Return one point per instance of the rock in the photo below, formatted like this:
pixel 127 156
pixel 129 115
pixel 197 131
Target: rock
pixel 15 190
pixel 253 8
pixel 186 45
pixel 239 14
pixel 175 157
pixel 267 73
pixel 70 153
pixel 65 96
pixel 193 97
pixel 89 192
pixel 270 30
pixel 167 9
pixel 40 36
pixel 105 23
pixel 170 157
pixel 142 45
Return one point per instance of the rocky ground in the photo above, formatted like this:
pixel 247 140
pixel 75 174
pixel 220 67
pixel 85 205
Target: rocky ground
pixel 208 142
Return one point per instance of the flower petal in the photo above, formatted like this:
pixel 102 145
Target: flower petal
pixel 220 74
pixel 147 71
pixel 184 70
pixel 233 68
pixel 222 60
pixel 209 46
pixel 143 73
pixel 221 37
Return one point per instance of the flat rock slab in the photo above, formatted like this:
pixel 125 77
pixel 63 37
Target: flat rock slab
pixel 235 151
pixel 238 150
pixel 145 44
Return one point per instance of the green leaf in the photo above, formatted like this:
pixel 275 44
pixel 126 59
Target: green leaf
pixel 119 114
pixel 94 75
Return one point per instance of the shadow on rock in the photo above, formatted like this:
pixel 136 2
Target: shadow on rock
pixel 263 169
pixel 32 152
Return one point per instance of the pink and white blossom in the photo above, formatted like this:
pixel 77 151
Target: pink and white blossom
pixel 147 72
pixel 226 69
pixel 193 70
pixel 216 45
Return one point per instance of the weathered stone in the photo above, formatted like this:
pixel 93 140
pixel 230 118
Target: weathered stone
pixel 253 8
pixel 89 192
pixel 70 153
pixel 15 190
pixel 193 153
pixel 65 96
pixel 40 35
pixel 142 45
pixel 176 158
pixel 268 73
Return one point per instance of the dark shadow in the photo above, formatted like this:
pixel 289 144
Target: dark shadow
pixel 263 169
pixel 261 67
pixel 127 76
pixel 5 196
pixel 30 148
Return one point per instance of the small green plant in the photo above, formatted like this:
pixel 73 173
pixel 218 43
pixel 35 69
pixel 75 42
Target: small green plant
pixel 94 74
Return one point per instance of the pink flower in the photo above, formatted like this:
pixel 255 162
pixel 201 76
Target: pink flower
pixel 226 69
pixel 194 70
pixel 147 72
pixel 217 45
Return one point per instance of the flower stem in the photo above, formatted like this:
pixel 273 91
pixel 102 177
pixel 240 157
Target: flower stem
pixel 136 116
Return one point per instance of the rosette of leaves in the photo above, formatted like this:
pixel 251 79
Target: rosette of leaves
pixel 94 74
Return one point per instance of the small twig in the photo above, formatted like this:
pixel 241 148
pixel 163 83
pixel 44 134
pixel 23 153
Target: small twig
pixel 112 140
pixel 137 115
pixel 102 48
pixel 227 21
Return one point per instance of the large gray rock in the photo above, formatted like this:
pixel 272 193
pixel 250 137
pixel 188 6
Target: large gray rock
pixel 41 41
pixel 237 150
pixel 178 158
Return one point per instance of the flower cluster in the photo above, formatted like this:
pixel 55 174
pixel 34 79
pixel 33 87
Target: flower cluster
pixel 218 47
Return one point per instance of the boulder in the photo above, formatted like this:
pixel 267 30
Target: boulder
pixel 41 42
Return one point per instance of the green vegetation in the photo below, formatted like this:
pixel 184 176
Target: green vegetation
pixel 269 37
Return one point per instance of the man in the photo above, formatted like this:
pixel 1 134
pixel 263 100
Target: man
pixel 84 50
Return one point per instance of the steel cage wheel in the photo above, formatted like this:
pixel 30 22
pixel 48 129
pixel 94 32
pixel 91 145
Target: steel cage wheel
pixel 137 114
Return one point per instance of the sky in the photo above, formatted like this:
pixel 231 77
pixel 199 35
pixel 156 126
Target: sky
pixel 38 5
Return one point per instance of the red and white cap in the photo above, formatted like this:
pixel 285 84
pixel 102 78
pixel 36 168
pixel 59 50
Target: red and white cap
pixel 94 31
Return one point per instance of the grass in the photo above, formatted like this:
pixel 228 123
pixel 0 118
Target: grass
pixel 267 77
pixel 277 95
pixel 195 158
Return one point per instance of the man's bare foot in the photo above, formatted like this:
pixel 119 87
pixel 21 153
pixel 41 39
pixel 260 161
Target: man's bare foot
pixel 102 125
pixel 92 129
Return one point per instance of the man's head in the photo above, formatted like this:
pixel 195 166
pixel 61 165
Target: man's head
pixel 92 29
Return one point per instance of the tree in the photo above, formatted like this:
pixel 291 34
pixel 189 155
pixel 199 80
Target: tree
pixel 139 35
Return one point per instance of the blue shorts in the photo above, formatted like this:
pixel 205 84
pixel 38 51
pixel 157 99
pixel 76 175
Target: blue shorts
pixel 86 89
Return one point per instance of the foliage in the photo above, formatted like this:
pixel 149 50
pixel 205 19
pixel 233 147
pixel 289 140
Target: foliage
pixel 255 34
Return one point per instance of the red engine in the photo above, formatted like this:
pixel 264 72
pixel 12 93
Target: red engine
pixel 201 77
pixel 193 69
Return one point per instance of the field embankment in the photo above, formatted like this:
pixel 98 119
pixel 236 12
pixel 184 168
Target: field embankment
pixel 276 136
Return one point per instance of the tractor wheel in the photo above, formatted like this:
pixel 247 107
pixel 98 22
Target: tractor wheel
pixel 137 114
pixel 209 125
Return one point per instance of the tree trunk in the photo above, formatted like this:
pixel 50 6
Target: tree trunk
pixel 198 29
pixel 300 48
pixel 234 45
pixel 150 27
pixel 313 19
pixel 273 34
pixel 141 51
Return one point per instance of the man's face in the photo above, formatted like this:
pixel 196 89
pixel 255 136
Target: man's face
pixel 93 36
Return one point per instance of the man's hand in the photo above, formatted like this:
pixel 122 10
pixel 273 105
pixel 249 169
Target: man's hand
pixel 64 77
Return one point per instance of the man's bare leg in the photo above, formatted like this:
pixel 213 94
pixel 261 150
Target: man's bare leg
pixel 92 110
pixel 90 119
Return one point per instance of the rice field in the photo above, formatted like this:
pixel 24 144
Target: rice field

☆ ☆ ☆ ☆

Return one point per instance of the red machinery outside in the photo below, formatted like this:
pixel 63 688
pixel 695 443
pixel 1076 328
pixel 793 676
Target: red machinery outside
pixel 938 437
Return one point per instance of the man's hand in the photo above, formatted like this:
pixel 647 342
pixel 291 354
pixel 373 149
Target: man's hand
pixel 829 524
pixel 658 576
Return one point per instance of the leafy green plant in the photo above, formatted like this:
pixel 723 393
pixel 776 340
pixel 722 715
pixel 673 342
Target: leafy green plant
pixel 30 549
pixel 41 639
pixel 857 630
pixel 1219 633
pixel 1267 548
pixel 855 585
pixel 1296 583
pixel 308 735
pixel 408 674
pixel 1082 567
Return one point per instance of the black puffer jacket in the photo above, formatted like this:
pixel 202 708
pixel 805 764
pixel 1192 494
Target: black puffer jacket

☆ ☆ ☆ ☆

**What this task involves**
From the listing above, work out the number of lines that contain "jacket" and give only that.

**Solution to this task**
2